» **Text segment**
····················
It’s easy: instead of returning HTTP status codes return WebSocket status codes.

What the server-side logic looks like in practice:

  1. Accept the WebSocket connection
  2. Immediately close the connection, returning a custom close status

The client-side logic can attach to the WebSocket’s close event and look at the ClosEvent.code property to know the reason why the connection was closed/rejected.

What WebSocket status code should I use?

Unlike HTTP status codes, which have well-defined statuses for many common scenarios, like 403 Forbidden etc., the pre-defined WebSocket codes are rather limited.

In practice, your application can define its own codes in the 4000-4999 range, which is reserved for application use.

8. Connections Persist Through Deployments

I assume your production deployment process looks something like this:

  1. You deploy new code to some servers that are not taking traffic.
  2. You check to make sure everything looks good. If it does…
  3. You update your load balancer (or DNS or whatever—doesn’t matter) so that new traffic goes to the servers running the new code.

I want to draw your attention to a key phrase:

update your load balancer […] so that new traffic goes to [the new servers]

You see how this might be a problem?

For short-lived connections everything works out on its own. New connections get routed to the new server. Connections that are in-flight during the switch continue to be processed on the old server, but this is fine because it usually only takes a second or two for existing connections to “drain”, then no connections will be running on the old server.

Long-lived connections are a different story. The load balancer does not know how to migrate existing connections from the old to the new server (and even if it did ASP.NET would not know how to handle it). WebSocket connections that are open during the switchover in the load balancer will continue to run on the old server, until the client disconnects or the application is stopped on the old server.

Assuming you added some sort of client-side reconnect functionality like we talked about in the previous section, then you may not need to do anything extra. Simply let clients reconnect whenever the old server goes offline.

However, there are at least a couple advantages to proactively migrating WebSockets after a deployment:

  1. All WebSocket connections will be running the latest code server-side.
····················
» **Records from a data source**
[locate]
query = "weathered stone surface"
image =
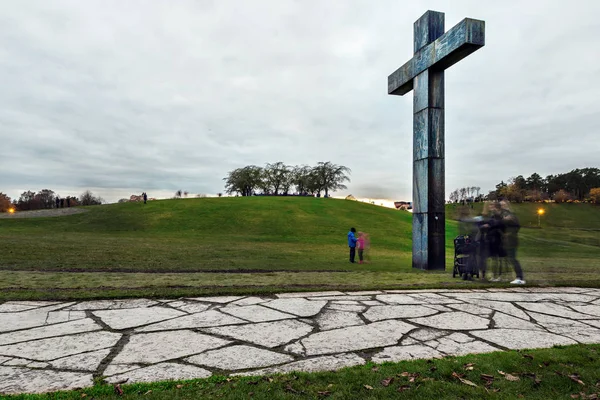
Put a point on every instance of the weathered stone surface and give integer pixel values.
(590, 310)
(256, 313)
(14, 380)
(399, 353)
(455, 321)
(83, 325)
(15, 307)
(554, 309)
(308, 294)
(332, 319)
(53, 348)
(112, 304)
(506, 321)
(377, 334)
(55, 317)
(520, 339)
(189, 306)
(239, 357)
(248, 301)
(317, 364)
(425, 334)
(199, 320)
(149, 348)
(268, 334)
(347, 307)
(298, 306)
(217, 299)
(84, 362)
(379, 313)
(451, 347)
(132, 317)
(161, 372)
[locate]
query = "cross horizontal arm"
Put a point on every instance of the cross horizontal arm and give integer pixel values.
(454, 45)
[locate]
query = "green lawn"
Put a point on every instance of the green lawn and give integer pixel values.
(557, 373)
(199, 246)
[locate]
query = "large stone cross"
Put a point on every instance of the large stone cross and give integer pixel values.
(434, 52)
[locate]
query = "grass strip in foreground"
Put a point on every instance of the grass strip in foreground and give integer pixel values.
(564, 372)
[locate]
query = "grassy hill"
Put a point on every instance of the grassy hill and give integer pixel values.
(197, 243)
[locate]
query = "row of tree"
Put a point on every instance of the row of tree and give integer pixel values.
(45, 199)
(576, 185)
(281, 179)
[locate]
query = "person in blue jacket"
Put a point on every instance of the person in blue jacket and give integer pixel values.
(352, 243)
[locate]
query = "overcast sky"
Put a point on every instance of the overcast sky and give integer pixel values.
(124, 96)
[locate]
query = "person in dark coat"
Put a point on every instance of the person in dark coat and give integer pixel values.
(352, 243)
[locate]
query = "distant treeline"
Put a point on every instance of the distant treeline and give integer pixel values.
(582, 185)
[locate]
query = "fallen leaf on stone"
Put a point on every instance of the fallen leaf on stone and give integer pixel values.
(386, 382)
(575, 378)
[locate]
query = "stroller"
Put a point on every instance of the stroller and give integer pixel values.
(465, 257)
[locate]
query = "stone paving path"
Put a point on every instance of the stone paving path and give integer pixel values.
(47, 346)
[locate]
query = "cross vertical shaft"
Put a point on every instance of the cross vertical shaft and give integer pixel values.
(428, 153)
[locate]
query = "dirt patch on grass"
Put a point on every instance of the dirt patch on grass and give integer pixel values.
(54, 212)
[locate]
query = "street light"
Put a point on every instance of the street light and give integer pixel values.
(540, 213)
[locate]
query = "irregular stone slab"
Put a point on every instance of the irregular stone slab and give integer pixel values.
(249, 301)
(149, 348)
(365, 293)
(14, 307)
(372, 303)
(189, 306)
(399, 353)
(317, 364)
(161, 372)
(377, 334)
(217, 299)
(554, 309)
(346, 307)
(379, 313)
(25, 319)
(595, 323)
(200, 320)
(239, 357)
(456, 321)
(425, 334)
(506, 308)
(332, 319)
(471, 309)
(591, 310)
(22, 380)
(112, 304)
(55, 317)
(308, 294)
(506, 321)
(129, 318)
(114, 369)
(53, 348)
(338, 298)
(518, 339)
(399, 299)
(256, 313)
(83, 325)
(268, 334)
(297, 306)
(84, 362)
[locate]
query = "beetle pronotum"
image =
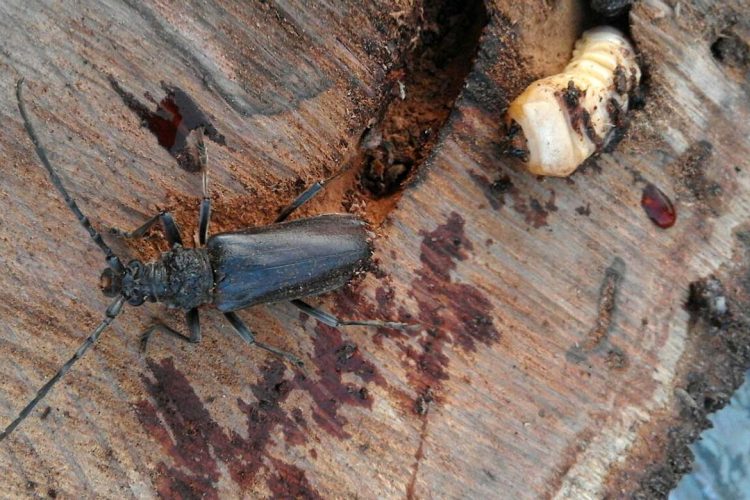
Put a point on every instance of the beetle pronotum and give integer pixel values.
(284, 261)
(561, 120)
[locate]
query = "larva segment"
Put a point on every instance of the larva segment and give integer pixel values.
(561, 120)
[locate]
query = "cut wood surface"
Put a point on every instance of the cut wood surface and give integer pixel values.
(553, 329)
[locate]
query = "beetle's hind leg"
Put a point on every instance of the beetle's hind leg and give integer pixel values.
(303, 198)
(171, 231)
(331, 320)
(194, 326)
(244, 332)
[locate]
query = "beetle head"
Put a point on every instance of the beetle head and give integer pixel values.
(110, 282)
(131, 283)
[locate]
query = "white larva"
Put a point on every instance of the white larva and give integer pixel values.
(561, 120)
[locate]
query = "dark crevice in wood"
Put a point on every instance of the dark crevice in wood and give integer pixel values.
(424, 89)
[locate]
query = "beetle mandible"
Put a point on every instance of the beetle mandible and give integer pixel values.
(284, 261)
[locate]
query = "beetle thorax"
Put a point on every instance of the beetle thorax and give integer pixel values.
(181, 278)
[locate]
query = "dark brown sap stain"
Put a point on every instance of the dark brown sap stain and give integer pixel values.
(534, 212)
(494, 191)
(177, 123)
(178, 420)
(334, 357)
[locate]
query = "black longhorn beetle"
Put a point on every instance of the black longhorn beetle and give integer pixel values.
(230, 271)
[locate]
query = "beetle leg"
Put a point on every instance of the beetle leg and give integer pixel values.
(193, 325)
(248, 336)
(331, 320)
(303, 198)
(171, 230)
(203, 219)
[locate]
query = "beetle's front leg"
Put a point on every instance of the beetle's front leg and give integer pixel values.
(303, 198)
(171, 231)
(331, 320)
(194, 326)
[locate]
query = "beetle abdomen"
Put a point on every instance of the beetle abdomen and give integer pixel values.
(286, 261)
(561, 120)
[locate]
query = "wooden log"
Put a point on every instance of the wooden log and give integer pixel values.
(553, 332)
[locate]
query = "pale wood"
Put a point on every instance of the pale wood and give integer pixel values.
(513, 414)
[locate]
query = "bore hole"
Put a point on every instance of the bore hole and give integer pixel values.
(425, 87)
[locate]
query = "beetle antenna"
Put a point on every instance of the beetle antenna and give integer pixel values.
(112, 311)
(112, 260)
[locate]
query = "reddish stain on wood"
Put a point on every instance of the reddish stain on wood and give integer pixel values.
(179, 421)
(334, 357)
(658, 207)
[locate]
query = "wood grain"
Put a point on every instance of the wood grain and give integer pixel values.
····················
» **Tasks**
[1] List each step of the assumed production deployment process laid out in the WebSocket text.
[2] Reproduce the WebSocket text word for word, from "update your load balancer […]" up to and including "running on the old server.".

» **Answers**
[1]
1. You deploy new code to some servers that are not taking traffic.
2. You check to make sure everything looks good. If it does…
3. You update your load balancer (or DNS or whatever—doesn’t matter) so that new traffic goes to the servers running the new code.

[2]
update your load balancer […] so that new traffic goes to [the new servers]

You see how this might be a problem?

For short-lived connections everything works out on its own. New connections get routed to the new server. Connections that are in-flight during the switch continue to be processed on the old server, but this is fine because it usually only takes a second or two for existing connections to “drain”, then no connections will be running on the old server.